----- Supplied records -----

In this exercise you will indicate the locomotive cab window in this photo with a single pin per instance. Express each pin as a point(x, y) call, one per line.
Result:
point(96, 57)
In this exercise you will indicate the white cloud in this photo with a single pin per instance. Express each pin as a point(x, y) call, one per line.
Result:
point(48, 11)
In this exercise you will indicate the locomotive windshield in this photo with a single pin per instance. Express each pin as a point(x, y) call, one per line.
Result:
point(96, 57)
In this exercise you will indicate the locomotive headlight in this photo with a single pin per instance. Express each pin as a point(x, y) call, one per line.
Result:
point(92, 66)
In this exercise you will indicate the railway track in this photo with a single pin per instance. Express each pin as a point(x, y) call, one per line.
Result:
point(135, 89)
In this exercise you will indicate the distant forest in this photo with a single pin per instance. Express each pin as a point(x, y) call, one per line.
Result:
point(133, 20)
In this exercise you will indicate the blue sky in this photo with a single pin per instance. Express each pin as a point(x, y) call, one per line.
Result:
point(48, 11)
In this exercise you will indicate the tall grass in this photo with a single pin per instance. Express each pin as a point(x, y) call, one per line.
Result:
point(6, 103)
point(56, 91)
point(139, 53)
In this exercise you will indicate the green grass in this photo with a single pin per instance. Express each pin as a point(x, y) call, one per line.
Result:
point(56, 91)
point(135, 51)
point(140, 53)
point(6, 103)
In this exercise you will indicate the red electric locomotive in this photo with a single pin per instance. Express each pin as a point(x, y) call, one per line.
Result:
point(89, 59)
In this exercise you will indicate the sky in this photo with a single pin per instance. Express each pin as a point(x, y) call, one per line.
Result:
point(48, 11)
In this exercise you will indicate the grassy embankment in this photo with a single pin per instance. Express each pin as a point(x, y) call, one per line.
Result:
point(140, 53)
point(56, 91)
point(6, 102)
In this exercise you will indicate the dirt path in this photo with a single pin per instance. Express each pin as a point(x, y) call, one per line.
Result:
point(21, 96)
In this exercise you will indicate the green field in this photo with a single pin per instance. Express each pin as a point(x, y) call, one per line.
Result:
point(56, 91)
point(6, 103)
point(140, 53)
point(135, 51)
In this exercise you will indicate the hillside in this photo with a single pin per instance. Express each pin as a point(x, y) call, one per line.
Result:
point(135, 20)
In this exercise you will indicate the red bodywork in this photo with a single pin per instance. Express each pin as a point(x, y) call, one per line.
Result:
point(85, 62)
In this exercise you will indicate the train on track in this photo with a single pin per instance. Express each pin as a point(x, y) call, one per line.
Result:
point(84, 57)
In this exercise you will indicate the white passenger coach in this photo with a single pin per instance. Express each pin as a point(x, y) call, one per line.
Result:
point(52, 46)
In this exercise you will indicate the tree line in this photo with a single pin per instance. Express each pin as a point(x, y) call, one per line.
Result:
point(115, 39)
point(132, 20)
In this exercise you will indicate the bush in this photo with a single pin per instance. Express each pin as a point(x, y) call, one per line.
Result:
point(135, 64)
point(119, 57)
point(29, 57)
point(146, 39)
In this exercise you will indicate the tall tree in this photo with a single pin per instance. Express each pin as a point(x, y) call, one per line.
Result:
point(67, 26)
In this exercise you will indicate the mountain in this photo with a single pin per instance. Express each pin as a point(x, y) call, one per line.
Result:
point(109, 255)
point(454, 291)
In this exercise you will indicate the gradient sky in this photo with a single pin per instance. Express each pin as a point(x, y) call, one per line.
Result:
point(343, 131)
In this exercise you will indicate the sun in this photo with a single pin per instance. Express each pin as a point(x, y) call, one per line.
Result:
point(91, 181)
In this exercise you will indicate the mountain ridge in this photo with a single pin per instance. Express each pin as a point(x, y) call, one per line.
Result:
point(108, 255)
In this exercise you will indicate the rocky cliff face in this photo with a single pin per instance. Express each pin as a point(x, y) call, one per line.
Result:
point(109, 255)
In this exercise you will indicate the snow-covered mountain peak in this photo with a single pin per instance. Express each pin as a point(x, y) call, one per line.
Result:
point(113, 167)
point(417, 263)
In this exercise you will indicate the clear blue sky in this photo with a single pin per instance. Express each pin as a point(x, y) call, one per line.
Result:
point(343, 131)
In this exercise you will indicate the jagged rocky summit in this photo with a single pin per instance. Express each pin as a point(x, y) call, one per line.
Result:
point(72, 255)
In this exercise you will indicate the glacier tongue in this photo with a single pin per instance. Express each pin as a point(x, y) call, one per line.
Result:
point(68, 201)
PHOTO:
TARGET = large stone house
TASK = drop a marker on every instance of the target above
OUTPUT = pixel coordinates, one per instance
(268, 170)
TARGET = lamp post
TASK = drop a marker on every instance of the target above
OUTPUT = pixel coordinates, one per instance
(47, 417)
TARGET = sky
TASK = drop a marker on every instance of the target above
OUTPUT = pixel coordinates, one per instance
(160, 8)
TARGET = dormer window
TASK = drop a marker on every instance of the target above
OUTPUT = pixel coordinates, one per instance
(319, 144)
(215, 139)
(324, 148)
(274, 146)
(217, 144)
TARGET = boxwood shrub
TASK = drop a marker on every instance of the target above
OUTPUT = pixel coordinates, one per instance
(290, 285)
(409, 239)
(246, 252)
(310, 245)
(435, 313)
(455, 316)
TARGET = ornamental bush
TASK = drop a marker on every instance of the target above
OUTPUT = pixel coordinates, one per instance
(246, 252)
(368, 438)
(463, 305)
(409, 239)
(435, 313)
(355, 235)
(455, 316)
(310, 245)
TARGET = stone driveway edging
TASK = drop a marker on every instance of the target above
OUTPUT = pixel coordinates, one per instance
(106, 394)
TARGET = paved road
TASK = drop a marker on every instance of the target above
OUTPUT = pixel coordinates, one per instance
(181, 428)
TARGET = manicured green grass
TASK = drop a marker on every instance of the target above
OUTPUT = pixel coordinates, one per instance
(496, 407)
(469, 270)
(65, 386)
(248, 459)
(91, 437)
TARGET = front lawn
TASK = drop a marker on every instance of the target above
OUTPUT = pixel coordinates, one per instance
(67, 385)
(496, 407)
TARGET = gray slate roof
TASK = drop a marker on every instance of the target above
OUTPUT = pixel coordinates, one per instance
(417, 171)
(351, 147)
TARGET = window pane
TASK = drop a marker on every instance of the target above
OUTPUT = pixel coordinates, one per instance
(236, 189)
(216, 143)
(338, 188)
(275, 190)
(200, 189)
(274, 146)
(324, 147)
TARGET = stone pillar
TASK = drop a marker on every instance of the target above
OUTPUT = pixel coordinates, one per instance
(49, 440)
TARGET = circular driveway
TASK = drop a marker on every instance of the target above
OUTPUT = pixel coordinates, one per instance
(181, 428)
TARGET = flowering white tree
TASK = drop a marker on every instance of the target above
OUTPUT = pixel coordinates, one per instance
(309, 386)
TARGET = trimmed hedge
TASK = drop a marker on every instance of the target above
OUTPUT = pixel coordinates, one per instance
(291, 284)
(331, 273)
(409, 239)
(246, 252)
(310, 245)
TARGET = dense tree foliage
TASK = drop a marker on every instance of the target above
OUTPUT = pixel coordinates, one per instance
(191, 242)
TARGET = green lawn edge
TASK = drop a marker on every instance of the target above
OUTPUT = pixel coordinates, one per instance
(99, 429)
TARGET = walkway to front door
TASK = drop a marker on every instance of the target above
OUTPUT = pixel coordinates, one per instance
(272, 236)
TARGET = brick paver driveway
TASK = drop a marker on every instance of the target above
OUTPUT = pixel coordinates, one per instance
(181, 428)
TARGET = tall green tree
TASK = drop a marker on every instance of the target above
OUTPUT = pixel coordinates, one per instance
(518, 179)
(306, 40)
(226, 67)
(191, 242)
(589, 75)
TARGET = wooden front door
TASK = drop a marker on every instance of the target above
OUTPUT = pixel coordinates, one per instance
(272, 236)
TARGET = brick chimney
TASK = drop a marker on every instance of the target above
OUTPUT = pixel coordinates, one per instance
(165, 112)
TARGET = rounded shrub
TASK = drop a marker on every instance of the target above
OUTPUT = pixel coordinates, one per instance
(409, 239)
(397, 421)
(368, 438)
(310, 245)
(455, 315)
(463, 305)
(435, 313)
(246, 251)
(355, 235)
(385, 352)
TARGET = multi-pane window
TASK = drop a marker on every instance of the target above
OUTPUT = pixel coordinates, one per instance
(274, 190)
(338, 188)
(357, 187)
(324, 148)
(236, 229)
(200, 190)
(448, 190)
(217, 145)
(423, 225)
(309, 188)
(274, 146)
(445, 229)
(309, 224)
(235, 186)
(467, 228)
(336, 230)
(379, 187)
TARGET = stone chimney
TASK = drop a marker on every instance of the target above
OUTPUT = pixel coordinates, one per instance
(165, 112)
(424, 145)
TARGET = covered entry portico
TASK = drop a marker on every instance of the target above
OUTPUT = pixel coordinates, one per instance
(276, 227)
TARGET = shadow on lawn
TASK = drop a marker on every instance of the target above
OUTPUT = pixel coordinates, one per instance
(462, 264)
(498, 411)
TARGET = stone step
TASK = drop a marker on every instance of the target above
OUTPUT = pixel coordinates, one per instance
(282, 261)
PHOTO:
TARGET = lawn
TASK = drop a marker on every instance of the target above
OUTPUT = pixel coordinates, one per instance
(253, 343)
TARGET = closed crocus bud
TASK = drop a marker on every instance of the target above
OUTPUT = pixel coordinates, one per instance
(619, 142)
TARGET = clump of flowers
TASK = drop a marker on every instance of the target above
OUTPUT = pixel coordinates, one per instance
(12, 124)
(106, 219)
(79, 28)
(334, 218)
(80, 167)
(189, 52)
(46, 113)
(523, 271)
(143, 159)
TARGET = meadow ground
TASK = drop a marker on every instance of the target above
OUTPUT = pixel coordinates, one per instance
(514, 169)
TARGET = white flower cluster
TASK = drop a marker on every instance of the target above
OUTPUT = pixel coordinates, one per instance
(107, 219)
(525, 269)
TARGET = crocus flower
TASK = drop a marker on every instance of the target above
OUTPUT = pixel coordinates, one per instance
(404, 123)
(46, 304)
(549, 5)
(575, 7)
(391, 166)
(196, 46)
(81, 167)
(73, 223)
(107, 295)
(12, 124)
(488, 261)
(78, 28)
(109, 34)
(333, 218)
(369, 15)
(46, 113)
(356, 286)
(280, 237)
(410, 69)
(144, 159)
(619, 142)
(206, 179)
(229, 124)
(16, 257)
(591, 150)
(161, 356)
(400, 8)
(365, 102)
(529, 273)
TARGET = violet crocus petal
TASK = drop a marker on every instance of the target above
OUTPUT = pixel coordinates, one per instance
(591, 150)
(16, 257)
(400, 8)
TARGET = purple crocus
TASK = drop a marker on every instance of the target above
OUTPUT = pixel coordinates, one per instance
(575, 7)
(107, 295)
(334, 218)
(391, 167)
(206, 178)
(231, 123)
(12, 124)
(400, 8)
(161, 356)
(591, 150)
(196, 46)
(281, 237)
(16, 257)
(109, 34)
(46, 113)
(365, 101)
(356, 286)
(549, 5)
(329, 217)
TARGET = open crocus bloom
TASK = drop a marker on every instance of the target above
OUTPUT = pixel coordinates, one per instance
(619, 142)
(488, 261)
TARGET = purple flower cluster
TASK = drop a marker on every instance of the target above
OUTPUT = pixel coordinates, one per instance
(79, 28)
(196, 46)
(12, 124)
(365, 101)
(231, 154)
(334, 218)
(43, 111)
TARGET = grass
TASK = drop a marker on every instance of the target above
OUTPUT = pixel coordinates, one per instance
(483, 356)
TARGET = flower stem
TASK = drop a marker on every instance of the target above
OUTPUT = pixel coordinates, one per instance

-----

[Task]: Copy out the items word for word, from the line containing "TARGET = violet crocus petal" through the end of the items.

[Final answer]:
TARGET = violet crocus petal
TASK = drop a marker on every instance of the target above
OUTPUT = pixel coordinates, one per instance
(591, 150)
(16, 257)
(400, 8)
TARGET = purple crocus
TASK = drop a marker on every instance of the target above
OUTPUT = pixel coordinates, one per instance
(575, 7)
(107, 295)
(334, 218)
(391, 167)
(206, 178)
(231, 123)
(12, 124)
(400, 8)
(161, 356)
(591, 150)
(196, 46)
(281, 237)
(16, 257)
(109, 34)
(46, 113)
(365, 101)
(356, 286)
(549, 5)
(329, 217)
TARGET = open crocus bloom
TASK = drop a marker on every instance of the target above
OUTPUT = pixel coordinates, one per instance
(619, 142)
(488, 261)
TARGET = purple flower cluster
TASK = drop a marker on every instance of the target above
OUTPUT = pixel coordinates, one per instance
(79, 28)
(196, 46)
(12, 124)
(365, 101)
(231, 154)
(334, 218)
(43, 111)
TARGET = grass
TASK = drop a marker on every instance of the target above
OUTPUT = pixel coordinates, one per instance
(483, 356)
TARGET = flower stem
TASK = drop a marker on every instance of the target above
OUTPUT = pixel coordinates, one per instance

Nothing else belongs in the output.